┌──

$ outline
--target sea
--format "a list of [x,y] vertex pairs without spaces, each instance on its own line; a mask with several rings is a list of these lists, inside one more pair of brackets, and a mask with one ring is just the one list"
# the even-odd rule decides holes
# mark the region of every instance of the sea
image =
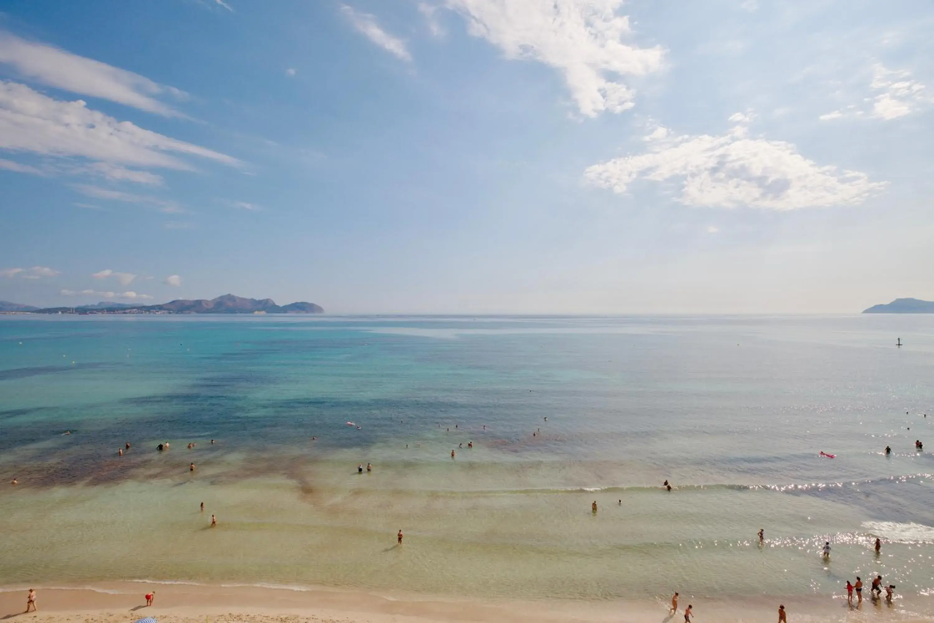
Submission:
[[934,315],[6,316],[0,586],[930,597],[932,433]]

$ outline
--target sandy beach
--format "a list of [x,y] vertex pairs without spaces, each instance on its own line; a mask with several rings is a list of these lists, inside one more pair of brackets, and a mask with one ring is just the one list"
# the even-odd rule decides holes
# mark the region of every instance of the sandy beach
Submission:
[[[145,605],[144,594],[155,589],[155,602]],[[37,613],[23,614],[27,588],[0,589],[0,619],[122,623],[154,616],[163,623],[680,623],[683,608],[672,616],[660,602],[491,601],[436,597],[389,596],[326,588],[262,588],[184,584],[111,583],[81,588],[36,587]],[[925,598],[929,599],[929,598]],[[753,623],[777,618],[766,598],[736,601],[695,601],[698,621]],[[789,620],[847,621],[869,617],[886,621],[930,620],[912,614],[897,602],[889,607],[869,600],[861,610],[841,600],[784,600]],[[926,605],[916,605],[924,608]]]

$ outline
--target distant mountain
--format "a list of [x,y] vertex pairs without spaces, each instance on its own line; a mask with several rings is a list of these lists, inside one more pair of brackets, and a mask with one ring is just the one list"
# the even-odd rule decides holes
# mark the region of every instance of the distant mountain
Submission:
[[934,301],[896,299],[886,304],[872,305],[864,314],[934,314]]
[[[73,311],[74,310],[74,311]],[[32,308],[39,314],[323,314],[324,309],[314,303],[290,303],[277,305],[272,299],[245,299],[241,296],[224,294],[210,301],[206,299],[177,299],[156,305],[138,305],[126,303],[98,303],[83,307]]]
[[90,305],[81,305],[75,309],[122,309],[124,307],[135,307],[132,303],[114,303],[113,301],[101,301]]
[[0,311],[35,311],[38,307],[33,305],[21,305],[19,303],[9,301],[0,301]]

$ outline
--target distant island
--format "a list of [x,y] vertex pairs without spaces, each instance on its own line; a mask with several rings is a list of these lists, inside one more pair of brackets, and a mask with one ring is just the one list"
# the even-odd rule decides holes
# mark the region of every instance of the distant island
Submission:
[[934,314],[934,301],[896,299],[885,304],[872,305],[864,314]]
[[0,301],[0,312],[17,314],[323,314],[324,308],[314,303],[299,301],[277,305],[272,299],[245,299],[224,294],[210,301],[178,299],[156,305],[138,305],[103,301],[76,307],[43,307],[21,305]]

└──
┌──

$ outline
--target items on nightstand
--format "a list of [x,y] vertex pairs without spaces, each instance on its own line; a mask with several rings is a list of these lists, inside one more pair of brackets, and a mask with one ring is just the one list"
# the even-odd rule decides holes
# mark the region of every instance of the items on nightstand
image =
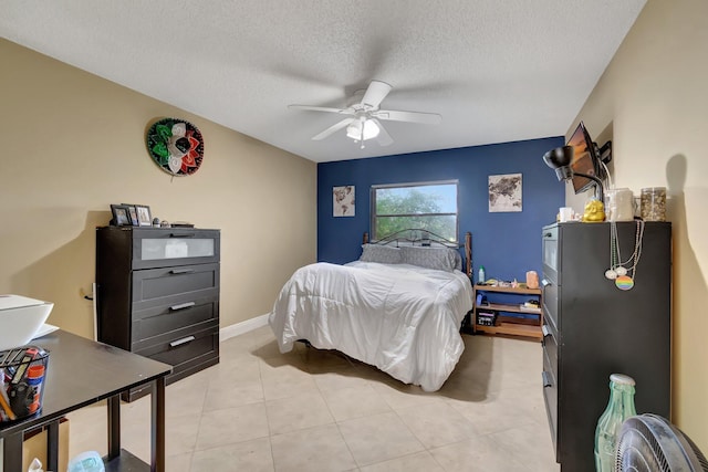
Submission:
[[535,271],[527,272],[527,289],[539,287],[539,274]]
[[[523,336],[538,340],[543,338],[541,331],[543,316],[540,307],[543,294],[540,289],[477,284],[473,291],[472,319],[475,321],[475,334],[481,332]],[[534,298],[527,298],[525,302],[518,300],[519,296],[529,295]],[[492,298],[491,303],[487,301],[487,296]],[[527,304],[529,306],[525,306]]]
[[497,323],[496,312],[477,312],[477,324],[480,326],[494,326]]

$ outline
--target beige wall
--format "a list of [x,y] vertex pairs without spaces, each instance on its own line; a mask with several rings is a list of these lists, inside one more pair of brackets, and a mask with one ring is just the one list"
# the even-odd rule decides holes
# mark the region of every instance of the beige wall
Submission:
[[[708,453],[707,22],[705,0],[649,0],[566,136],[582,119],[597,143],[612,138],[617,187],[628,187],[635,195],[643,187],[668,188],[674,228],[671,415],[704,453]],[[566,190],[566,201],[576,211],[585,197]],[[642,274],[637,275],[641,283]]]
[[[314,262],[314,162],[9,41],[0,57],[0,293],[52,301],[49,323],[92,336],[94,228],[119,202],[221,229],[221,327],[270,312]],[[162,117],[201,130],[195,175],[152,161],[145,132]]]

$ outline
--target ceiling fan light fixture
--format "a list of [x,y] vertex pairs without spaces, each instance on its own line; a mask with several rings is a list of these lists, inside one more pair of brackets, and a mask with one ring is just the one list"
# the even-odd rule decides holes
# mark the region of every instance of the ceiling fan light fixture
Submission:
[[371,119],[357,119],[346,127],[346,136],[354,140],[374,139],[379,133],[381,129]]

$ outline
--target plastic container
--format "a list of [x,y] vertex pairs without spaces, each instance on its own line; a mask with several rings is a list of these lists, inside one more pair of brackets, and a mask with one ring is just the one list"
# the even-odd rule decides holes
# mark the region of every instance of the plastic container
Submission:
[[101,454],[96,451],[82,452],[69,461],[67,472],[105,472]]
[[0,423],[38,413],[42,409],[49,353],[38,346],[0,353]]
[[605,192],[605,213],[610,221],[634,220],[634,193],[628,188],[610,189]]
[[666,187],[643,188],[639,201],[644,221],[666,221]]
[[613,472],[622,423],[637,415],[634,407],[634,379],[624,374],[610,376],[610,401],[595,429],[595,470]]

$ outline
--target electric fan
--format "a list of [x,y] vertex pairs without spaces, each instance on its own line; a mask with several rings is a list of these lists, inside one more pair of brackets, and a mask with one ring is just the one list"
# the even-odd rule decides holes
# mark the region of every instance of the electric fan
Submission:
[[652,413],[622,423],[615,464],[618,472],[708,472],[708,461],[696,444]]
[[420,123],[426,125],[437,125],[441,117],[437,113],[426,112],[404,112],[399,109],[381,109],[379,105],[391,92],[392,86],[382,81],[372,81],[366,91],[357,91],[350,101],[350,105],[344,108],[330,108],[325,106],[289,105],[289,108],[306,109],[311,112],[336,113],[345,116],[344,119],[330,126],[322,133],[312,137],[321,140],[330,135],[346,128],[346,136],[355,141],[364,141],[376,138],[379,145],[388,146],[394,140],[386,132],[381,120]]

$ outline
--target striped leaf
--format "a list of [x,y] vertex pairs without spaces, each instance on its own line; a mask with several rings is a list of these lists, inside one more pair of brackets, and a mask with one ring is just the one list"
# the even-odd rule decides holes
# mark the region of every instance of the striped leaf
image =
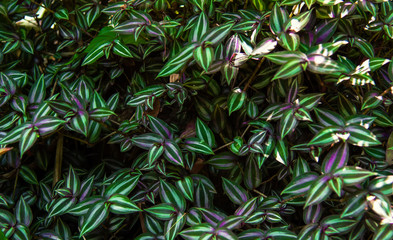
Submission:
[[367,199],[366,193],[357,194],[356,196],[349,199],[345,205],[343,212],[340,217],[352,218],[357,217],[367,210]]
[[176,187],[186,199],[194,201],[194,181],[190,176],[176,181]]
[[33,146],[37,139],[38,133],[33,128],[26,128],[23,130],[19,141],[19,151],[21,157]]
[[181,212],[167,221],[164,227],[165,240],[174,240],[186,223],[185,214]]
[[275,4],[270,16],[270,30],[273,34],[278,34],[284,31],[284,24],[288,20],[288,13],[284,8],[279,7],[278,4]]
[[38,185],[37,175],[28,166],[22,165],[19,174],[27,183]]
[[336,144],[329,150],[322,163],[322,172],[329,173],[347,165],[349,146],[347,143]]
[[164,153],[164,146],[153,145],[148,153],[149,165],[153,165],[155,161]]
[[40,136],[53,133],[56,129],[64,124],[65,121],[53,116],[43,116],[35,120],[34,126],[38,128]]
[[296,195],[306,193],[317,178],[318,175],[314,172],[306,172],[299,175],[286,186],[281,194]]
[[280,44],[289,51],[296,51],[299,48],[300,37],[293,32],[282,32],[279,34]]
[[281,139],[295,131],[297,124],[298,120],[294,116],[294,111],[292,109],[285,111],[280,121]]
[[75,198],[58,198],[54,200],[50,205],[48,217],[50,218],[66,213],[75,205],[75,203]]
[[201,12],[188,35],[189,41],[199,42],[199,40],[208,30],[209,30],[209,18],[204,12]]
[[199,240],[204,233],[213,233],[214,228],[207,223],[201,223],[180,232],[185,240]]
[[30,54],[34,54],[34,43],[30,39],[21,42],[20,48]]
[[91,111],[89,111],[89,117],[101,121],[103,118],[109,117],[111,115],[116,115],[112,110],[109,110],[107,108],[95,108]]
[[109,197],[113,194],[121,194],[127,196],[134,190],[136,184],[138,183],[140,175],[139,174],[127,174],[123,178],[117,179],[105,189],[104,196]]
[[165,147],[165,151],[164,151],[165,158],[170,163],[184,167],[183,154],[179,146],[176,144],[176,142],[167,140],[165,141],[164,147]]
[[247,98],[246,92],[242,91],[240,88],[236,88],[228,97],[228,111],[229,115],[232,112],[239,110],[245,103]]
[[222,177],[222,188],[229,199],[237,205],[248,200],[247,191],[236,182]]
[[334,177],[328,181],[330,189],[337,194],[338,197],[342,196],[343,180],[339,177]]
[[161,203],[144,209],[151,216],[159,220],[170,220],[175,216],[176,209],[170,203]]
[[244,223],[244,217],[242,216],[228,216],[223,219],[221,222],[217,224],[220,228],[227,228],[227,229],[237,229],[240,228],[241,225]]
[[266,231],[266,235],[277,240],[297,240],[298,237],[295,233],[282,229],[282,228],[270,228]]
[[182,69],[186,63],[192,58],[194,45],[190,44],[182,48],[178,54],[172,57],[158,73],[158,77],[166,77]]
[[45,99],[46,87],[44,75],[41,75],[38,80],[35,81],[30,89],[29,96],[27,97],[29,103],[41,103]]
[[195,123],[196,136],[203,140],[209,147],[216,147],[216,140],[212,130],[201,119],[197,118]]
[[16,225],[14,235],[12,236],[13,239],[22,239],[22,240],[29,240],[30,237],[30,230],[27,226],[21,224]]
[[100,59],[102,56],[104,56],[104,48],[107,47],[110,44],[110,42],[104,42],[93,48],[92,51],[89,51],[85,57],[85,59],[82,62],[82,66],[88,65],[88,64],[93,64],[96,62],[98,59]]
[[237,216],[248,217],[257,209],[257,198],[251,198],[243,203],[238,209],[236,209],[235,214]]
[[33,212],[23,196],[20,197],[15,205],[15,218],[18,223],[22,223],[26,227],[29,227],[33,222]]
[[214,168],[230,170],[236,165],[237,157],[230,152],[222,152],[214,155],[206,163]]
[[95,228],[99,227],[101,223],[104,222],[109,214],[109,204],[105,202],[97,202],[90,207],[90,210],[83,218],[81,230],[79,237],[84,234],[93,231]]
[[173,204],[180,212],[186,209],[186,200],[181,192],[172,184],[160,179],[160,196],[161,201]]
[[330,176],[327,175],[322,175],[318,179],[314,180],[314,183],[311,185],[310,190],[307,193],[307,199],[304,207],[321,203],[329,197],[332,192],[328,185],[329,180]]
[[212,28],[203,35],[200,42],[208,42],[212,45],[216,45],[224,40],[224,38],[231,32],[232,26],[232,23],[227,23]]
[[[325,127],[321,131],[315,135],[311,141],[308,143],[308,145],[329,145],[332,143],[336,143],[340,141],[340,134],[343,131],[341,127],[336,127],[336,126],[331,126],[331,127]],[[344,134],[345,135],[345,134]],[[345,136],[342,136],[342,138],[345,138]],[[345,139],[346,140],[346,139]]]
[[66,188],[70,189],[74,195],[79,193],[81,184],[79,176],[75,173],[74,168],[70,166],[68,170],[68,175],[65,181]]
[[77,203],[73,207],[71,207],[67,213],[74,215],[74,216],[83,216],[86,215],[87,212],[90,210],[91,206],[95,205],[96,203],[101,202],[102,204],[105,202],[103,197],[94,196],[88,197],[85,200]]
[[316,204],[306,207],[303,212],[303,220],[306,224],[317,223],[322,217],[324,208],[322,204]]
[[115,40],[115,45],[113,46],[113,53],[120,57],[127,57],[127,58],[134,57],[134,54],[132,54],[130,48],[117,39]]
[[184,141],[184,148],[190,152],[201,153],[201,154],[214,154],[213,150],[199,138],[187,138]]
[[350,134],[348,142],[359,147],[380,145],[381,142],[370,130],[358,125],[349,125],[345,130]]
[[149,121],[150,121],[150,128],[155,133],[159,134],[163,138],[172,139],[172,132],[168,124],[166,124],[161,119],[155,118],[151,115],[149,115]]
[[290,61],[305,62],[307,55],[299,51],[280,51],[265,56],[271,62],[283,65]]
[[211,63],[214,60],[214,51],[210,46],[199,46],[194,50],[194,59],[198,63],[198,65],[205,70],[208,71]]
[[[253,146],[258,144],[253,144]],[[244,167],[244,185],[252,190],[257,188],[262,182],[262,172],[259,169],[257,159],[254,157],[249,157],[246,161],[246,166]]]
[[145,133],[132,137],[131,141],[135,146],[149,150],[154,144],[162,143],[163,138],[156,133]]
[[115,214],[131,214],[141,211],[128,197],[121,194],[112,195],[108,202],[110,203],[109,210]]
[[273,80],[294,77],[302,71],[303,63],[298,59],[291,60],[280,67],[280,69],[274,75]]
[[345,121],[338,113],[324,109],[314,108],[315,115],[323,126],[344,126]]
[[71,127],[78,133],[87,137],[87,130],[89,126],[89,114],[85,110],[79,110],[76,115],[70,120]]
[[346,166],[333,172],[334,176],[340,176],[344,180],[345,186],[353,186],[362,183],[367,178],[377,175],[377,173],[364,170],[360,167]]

└──

_Exercise task_
Locate every line in the entries above that contains the word "wall" and copy each of those lines in full.

_Written solution_
--target beige wall
# mark the region of every instance of the beige wall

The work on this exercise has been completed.